THE EXERCISE: Reproduce verbatim the lines of the items from the one containing "Find the tooth" to the one containing "xmin=206 ymin=354 xmax=300 ymax=380", both of those lines included.

%%

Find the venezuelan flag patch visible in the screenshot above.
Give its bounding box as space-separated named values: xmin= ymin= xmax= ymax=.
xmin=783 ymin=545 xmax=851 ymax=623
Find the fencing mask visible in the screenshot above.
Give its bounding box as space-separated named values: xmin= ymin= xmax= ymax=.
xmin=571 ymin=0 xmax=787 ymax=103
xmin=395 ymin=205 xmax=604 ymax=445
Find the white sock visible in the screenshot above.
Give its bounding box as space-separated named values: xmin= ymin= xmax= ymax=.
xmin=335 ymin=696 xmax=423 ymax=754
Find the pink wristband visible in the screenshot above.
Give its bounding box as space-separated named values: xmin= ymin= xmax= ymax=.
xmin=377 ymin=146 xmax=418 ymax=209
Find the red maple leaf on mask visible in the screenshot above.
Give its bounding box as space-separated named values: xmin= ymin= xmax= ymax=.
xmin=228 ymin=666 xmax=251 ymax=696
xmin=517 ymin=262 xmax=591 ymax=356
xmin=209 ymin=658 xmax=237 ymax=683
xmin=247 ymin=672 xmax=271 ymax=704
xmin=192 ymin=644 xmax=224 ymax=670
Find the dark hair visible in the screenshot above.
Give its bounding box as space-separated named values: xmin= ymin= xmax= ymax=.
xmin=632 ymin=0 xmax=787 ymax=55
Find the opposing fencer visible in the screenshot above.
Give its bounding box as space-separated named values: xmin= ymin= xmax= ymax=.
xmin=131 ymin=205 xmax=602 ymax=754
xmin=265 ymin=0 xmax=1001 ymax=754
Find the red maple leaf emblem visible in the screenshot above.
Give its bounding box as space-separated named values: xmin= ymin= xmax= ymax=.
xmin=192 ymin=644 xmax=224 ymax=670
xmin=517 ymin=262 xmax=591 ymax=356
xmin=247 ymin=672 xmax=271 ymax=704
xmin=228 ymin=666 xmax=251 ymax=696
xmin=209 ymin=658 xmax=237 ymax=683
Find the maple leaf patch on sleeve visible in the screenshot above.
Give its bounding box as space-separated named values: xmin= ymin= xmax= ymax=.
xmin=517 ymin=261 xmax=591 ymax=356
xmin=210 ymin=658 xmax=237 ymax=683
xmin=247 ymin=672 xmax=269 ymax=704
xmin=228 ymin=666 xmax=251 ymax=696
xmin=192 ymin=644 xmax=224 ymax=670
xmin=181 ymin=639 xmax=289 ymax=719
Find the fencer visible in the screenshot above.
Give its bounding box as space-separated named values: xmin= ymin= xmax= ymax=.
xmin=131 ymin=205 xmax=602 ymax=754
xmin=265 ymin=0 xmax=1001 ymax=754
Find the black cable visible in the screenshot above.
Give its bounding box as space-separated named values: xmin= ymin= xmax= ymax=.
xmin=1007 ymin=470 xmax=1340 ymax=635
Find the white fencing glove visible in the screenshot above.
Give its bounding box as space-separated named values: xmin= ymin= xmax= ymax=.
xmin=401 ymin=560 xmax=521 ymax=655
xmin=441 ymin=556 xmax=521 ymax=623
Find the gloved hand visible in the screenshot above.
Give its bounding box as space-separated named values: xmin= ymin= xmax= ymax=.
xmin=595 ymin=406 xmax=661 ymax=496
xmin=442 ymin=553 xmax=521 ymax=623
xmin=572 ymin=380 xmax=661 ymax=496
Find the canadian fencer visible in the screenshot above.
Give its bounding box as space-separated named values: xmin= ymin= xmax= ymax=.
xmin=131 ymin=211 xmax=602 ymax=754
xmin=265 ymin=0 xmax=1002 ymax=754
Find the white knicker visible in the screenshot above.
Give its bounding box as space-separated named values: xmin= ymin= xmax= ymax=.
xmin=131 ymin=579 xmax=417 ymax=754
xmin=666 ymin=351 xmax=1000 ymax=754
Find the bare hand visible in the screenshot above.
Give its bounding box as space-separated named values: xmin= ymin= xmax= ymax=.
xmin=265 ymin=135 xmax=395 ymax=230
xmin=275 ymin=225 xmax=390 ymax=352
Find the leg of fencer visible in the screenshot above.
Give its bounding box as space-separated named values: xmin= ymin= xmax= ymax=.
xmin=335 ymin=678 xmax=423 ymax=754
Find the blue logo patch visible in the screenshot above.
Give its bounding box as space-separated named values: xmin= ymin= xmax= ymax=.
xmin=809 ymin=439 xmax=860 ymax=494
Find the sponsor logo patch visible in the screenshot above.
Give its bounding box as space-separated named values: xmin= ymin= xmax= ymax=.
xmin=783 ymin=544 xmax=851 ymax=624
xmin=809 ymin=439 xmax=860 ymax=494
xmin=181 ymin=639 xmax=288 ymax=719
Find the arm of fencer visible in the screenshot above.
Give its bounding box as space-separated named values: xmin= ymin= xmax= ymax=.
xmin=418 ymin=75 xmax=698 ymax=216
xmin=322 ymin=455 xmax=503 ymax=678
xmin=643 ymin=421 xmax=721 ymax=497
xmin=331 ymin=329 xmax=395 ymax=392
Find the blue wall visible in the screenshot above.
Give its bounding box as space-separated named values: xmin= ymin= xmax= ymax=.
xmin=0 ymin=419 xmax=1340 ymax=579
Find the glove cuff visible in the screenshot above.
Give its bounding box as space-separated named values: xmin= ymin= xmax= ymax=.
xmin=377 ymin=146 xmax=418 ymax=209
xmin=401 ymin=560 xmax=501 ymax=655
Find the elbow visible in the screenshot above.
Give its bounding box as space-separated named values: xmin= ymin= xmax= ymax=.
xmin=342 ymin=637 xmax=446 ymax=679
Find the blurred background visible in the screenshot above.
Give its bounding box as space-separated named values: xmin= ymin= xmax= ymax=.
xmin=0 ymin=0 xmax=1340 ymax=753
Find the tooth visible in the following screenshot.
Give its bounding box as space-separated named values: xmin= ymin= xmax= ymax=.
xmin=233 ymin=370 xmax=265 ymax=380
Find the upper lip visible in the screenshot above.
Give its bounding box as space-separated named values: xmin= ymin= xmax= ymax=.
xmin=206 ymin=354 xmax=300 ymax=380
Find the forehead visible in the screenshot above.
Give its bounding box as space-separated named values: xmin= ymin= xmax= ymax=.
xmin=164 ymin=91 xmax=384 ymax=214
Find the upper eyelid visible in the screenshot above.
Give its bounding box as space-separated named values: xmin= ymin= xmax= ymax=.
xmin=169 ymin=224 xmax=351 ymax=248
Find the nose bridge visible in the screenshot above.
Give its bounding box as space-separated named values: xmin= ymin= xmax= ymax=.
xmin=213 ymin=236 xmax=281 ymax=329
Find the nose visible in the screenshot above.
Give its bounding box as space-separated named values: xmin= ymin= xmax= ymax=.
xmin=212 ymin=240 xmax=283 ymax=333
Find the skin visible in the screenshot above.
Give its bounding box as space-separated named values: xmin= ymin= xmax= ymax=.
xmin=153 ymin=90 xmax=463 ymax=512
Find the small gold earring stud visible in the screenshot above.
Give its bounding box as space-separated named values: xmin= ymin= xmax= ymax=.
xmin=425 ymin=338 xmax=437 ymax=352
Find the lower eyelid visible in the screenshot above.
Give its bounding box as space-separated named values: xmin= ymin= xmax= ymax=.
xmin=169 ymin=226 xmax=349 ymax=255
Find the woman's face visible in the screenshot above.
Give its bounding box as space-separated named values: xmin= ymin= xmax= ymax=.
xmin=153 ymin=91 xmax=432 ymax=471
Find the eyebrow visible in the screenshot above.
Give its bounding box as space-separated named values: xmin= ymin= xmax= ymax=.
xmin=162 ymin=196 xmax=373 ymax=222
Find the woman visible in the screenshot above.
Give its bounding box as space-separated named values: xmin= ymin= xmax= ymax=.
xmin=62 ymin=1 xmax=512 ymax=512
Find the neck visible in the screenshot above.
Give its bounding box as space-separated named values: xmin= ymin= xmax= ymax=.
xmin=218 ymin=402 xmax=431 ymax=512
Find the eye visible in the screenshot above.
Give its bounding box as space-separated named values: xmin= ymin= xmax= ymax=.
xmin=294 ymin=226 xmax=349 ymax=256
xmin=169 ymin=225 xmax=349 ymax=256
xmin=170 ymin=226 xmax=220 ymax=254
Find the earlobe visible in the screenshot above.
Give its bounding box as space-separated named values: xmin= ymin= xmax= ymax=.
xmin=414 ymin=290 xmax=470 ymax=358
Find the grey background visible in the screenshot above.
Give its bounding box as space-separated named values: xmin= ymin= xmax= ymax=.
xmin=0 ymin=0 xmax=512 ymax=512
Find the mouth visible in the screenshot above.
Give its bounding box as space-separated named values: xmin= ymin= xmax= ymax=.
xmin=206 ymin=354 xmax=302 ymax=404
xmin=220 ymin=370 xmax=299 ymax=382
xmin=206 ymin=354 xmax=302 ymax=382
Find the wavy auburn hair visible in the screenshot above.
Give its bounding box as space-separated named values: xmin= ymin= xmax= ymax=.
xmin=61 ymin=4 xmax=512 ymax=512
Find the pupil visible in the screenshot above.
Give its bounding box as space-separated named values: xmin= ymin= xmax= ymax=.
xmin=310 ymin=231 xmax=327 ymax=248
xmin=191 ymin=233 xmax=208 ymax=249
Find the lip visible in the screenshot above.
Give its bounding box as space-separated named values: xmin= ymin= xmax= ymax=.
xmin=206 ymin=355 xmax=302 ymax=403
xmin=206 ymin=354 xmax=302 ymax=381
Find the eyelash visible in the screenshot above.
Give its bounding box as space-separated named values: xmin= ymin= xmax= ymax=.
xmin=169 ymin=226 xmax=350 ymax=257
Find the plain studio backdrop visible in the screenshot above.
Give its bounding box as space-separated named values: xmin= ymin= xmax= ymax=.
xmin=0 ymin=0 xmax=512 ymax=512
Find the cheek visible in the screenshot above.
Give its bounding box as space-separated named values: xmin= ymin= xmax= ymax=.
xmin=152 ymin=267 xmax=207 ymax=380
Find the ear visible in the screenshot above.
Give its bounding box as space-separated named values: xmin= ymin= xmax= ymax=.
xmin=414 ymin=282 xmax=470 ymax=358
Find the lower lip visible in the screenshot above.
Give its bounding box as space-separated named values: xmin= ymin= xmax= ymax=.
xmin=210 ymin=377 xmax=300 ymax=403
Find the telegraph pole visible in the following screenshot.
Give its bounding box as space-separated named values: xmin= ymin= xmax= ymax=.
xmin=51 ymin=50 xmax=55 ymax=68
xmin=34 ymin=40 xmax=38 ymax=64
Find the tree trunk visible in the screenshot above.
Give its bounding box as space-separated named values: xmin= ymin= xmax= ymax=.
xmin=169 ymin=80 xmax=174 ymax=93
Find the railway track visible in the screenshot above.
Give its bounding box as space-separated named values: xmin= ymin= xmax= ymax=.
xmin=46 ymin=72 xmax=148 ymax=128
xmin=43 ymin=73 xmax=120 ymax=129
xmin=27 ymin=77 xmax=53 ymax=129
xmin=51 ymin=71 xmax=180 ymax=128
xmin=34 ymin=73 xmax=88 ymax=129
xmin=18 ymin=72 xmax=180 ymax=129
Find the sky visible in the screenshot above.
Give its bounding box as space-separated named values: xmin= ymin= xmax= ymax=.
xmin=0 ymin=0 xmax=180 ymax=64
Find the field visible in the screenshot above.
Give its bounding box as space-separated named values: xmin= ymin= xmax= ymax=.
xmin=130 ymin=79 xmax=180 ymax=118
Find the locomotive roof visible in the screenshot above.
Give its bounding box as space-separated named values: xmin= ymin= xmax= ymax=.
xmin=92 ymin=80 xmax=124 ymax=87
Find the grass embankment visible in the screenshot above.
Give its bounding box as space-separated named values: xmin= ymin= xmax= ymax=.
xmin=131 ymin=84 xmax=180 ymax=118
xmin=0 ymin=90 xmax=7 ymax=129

%%

EXERCISE RESULT:
Find the tooth visible in the following screenshot.
Give its bounding box as space-separated named values: xmin= ymin= xmax= ymax=.
xmin=233 ymin=370 xmax=265 ymax=380
Find the upper lip visible in the screenshot above.
Give its bounding box as space-separated named values: xmin= ymin= xmax= ymax=.
xmin=206 ymin=354 xmax=300 ymax=380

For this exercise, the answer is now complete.